* _What is expected_: The entries should each be set down again precisely.
────
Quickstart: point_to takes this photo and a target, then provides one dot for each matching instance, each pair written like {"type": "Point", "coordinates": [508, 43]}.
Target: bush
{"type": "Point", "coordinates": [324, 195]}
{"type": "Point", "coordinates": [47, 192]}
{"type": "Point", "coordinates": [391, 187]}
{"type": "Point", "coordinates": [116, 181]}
────
* _Answer below_:
Quickstart: point_to takes this photo and a target, then provides one dot for each matching instance, each pair written like {"type": "Point", "coordinates": [508, 43]}.
Target: bush
{"type": "Point", "coordinates": [324, 195]}
{"type": "Point", "coordinates": [47, 192]}
{"type": "Point", "coordinates": [391, 187]}
{"type": "Point", "coordinates": [116, 181]}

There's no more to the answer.